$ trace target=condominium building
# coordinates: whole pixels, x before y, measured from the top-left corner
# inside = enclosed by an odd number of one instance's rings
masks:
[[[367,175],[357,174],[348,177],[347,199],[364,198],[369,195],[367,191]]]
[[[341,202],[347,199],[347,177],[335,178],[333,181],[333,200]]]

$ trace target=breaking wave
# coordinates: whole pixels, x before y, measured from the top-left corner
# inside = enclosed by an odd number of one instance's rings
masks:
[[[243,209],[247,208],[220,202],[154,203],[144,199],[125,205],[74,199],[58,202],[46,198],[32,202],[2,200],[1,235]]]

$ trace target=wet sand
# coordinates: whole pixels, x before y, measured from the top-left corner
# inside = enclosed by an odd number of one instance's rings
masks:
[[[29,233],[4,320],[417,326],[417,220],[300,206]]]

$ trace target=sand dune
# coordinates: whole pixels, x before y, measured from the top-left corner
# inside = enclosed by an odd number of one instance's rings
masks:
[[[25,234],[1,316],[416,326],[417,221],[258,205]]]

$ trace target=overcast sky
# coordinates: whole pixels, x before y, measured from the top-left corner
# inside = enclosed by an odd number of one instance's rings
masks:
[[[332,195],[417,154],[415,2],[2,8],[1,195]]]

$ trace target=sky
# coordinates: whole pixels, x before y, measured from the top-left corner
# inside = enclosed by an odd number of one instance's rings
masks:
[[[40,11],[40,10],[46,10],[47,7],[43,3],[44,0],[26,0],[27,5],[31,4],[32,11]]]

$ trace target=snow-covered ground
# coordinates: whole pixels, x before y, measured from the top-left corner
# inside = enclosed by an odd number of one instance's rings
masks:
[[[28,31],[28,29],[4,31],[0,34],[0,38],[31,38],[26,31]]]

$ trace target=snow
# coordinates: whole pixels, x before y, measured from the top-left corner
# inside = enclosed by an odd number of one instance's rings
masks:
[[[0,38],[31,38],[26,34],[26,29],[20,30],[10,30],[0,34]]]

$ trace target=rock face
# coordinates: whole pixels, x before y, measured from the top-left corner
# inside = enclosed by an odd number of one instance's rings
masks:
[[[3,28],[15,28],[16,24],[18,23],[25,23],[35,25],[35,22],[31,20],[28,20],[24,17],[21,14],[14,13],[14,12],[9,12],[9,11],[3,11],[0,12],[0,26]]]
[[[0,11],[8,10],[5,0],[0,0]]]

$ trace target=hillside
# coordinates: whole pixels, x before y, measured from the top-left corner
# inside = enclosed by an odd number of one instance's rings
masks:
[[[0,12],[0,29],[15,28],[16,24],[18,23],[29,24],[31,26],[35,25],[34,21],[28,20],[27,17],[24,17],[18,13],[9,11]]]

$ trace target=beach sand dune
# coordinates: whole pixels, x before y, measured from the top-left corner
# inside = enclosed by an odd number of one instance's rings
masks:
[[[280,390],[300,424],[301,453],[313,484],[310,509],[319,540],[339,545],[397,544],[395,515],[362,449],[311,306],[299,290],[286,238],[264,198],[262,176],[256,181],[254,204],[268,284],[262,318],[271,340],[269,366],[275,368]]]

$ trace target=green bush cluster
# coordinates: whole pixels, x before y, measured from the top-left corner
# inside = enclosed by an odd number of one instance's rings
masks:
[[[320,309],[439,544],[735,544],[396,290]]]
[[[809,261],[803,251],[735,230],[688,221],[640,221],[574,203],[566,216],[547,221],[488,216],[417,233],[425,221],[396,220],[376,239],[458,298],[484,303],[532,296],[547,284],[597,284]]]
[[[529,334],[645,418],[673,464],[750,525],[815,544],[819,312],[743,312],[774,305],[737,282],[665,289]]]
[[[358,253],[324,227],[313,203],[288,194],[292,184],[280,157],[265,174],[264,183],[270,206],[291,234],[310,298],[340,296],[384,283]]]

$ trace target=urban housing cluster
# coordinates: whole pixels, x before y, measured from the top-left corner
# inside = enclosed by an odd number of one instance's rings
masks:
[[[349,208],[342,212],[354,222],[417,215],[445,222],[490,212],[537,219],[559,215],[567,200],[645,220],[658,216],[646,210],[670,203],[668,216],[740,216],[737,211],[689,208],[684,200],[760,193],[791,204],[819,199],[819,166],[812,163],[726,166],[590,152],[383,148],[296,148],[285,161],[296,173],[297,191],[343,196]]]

* **EXERCISE TASK**
Revise these lines so that every "top-left corner" becomes "upper-left corner", and leave everything else unchanged.

* **RIGHT ANSWER**
$ trace target=condominium building
# coordinates: whole pixels, x before y, measured from the upper-left corner
# inside = enclosed by an odd number of one instance's rings
masks:
[[[367,175],[357,174],[348,177],[347,199],[364,198],[369,195],[367,191]]]
[[[341,202],[347,199],[347,177],[335,178],[333,181],[333,200]]]

$ trace target=breaking wave
# coordinates: whole pixels, x before y, measured from the upper-left corner
# inside = enclosed by an odd number of one instance's rings
masks:
[[[243,209],[247,208],[220,202],[154,203],[144,199],[125,205],[74,199],[58,202],[46,198],[32,202],[2,200],[1,235]]]

$ trace target=wet sand
# coordinates: whole pixels, x before y, measured from the upper-left corner
# inside = enclosed by an odd number of one instance's rings
masks:
[[[29,233],[4,320],[417,326],[417,220],[300,206]]]

$ trace target=sand dune
# coordinates: whole pixels, x before y, measured from the upper-left corner
# inside = enclosed by an odd number of one instance's rings
masks:
[[[25,234],[1,316],[416,326],[417,221],[258,205]]]

$ trace target=overcast sky
# coordinates: whole pixels, x before y, measured from the upper-left corner
# inside = enclosed by an odd number of one instance's rings
masks:
[[[332,195],[417,154],[415,2],[2,8],[1,195]]]

$ trace target=sky
# coordinates: whole pixels, x before y, measured from the upper-left corner
# inside = enclosed by an odd number of one instance's rings
masks:
[[[40,11],[40,10],[46,10],[47,7],[43,3],[44,0],[26,0],[27,5],[31,4],[32,11]]]

$ trace target=snow-covered ground
# coordinates: whole pixels, x before y, measured from the upper-left corner
# inside = enclosed by an odd number of one instance's rings
masks:
[[[28,31],[28,29],[4,31],[0,34],[0,38],[31,38],[26,31]]]

$ trace target=snow
# coordinates: whole pixels, x before y, measured from the upper-left corner
# inside = enclosed by an odd number of one instance's rings
masks:
[[[0,38],[31,38],[26,34],[26,29],[20,30],[10,30],[0,34]]]

$ trace target=rock face
# coordinates: whole pixels, x before y, measured from the upper-left corner
# inside = enclosed by an odd number of one instance's rings
masks:
[[[3,28],[15,28],[16,24],[18,23],[25,23],[35,25],[35,22],[31,20],[28,20],[24,17],[21,14],[14,13],[14,12],[9,12],[9,11],[3,11],[0,12],[0,26]]]
[[[0,11],[8,10],[5,0],[0,0]]]

$ trace target=hillside
# coordinates: whole pixels, x before y, measured from the upper-left corner
# inside = enclosed by an odd number of one instance's rings
masks:
[[[0,12],[0,29],[15,28],[16,24],[18,23],[29,24],[31,26],[35,25],[34,21],[28,20],[27,17],[24,17],[18,13],[9,11]]]

$ trace target=beach sand dune
# coordinates: whole pixels, x before y, measured from the upper-left corner
# inside = enclosed by an odd number of one instance's rings
masks:
[[[280,390],[300,424],[301,453],[313,484],[310,509],[319,540],[339,545],[397,544],[395,515],[362,449],[311,306],[299,290],[286,238],[264,198],[262,176],[256,181],[254,204],[268,284],[262,318],[271,340],[269,366],[275,368]]]

$ trace target=green bush cluster
# coordinates: whole pixels, x before y, measured from the upper-left corner
# inside = enclosed by an odd number of one instance's rings
masks:
[[[320,309],[439,544],[735,544],[396,290]]]
[[[809,261],[803,251],[735,230],[688,221],[640,221],[574,203],[566,216],[547,221],[488,216],[417,233],[425,221],[396,220],[376,239],[458,298],[484,303],[532,296],[547,284],[597,284]]]
[[[529,334],[645,418],[673,464],[750,525],[815,544],[819,312],[743,312],[774,305],[737,282],[665,289]]]
[[[358,253],[324,227],[313,203],[288,194],[292,184],[280,157],[265,174],[264,183],[270,206],[291,234],[310,298],[340,296],[384,283]]]

$ trace target=urban housing cluster
# coordinates: whole pixels, x before y, measured from the upper-left corner
# inside = enclosed by an odd number of one instance's rings
masks:
[[[349,208],[342,212],[354,222],[417,215],[445,222],[490,212],[537,219],[559,215],[567,200],[645,220],[658,216],[646,210],[670,203],[668,216],[740,216],[737,211],[689,208],[684,200],[760,193],[791,204],[819,199],[819,166],[812,163],[726,166],[590,152],[383,148],[296,148],[285,161],[296,173],[297,191],[343,196]]]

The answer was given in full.